**Extrait du texte:**
------------------------------------
Quant à la question d’évacuer ces lavandiers, elle est sensible, tant ce site est devenu une attraction à Abidjan. Un célèbre lessivier a même donné le nom de fanico à un savon. Certes, l’écoulement de la rivière est contrarié par ces postes fixes de lavage. Mais pour l’heure, les inondations que cela provoque parfois ne font pas bouger les autorités. Tout comme les risques pour la santé que comporte le travail dans une eau à la qualité plus que douteuse. Car il n’y a pas que le linge qu’on lave dans la rivière. Voitures, tapis, matelas, tout y passe, y compris les animaux.
Bel exemple une nouvelle fois d’une activité informelle qui fait vivre son monde. Certains lavandiers prétendent gagner 6000 francs CFA (9,16 euros). C'est peu, mais il n’y a quasiment pas de frais. L’eau est gratuite et le savon, le cabakrou, très économique, coûte 100 francs CFA le pain (0,15 euro).
Et cette activité est plébiscitée, et possède sa clientèle, surtout des hommes vivant seul. N’ayant pas le temps de laver leur linge, ils s’en remettent aux fanicos. Et ils font de sérieuses économies, car faire tourner le lave-linge coûte cher.
------------------------------------
**Défis:**
**a)** D'après l'extrait sur les lavandiers d'Abidjan, combien coûte un pain de savon cabakrou ?
**b)** Extrayez toutes les lignes qui contiennent le mot « sign ».

**Données fournies:**
------------------------------------
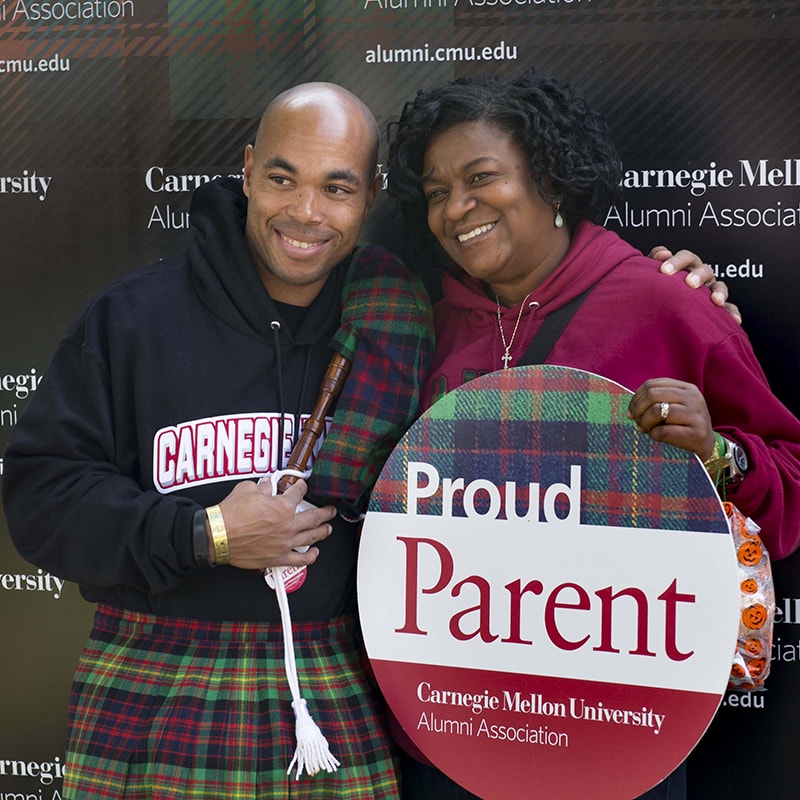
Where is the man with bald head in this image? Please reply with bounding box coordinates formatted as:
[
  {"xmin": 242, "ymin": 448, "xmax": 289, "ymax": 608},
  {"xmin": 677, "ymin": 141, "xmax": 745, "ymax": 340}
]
[{"xmin": 3, "ymin": 83, "xmax": 432, "ymax": 800}]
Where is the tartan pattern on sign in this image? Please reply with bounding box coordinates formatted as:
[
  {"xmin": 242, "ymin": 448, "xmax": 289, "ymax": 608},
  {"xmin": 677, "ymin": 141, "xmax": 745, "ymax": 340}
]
[
  {"xmin": 370, "ymin": 365, "xmax": 728, "ymax": 534},
  {"xmin": 309, "ymin": 247, "xmax": 434, "ymax": 513},
  {"xmin": 64, "ymin": 606, "xmax": 399, "ymax": 800}
]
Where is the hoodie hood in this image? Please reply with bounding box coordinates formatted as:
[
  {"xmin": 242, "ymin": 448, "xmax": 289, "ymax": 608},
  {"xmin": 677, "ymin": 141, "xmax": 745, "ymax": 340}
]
[{"xmin": 189, "ymin": 177, "xmax": 346, "ymax": 346}]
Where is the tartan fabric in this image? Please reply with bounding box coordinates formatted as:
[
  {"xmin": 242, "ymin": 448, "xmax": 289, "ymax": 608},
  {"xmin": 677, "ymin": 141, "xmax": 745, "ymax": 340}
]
[
  {"xmin": 370, "ymin": 366, "xmax": 728, "ymax": 534},
  {"xmin": 309, "ymin": 246, "xmax": 434, "ymax": 514},
  {"xmin": 64, "ymin": 606, "xmax": 399, "ymax": 800}
]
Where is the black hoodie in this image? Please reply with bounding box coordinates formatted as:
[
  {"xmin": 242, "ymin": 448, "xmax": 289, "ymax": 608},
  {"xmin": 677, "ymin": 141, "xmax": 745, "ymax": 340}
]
[{"xmin": 3, "ymin": 179, "xmax": 376, "ymax": 621}]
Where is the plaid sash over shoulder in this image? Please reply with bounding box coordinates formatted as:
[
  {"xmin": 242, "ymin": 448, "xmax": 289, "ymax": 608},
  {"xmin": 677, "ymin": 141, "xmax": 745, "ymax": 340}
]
[{"xmin": 310, "ymin": 245, "xmax": 434, "ymax": 514}]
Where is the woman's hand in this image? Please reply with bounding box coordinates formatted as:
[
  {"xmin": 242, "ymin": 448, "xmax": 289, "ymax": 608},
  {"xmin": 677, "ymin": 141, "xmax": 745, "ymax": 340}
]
[
  {"xmin": 628, "ymin": 378, "xmax": 714, "ymax": 461},
  {"xmin": 649, "ymin": 245, "xmax": 742, "ymax": 325}
]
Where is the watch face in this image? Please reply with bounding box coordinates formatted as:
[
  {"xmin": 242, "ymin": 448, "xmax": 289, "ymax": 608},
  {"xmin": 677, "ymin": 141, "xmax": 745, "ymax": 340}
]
[{"xmin": 733, "ymin": 444, "xmax": 748, "ymax": 472}]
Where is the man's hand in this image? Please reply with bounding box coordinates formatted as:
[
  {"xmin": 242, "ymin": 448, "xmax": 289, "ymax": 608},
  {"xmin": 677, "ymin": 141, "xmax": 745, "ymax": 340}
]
[
  {"xmin": 649, "ymin": 245, "xmax": 742, "ymax": 325},
  {"xmin": 211, "ymin": 480, "xmax": 336, "ymax": 569}
]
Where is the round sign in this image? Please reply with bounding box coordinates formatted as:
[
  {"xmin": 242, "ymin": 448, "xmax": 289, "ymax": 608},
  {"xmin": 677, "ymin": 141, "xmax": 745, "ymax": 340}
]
[{"xmin": 358, "ymin": 366, "xmax": 739, "ymax": 800}]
------------------------------------
**Réponses par tâche:**
**a)** Il coûte 100 francs CFA, soit 0,15 euro.

**b)**
Where is the tartan pattern on sign in this image? Please reply with bounding box coordinates formatted as:
Where is the round sign in this image? Please reply with bounding box coordinates formatted as:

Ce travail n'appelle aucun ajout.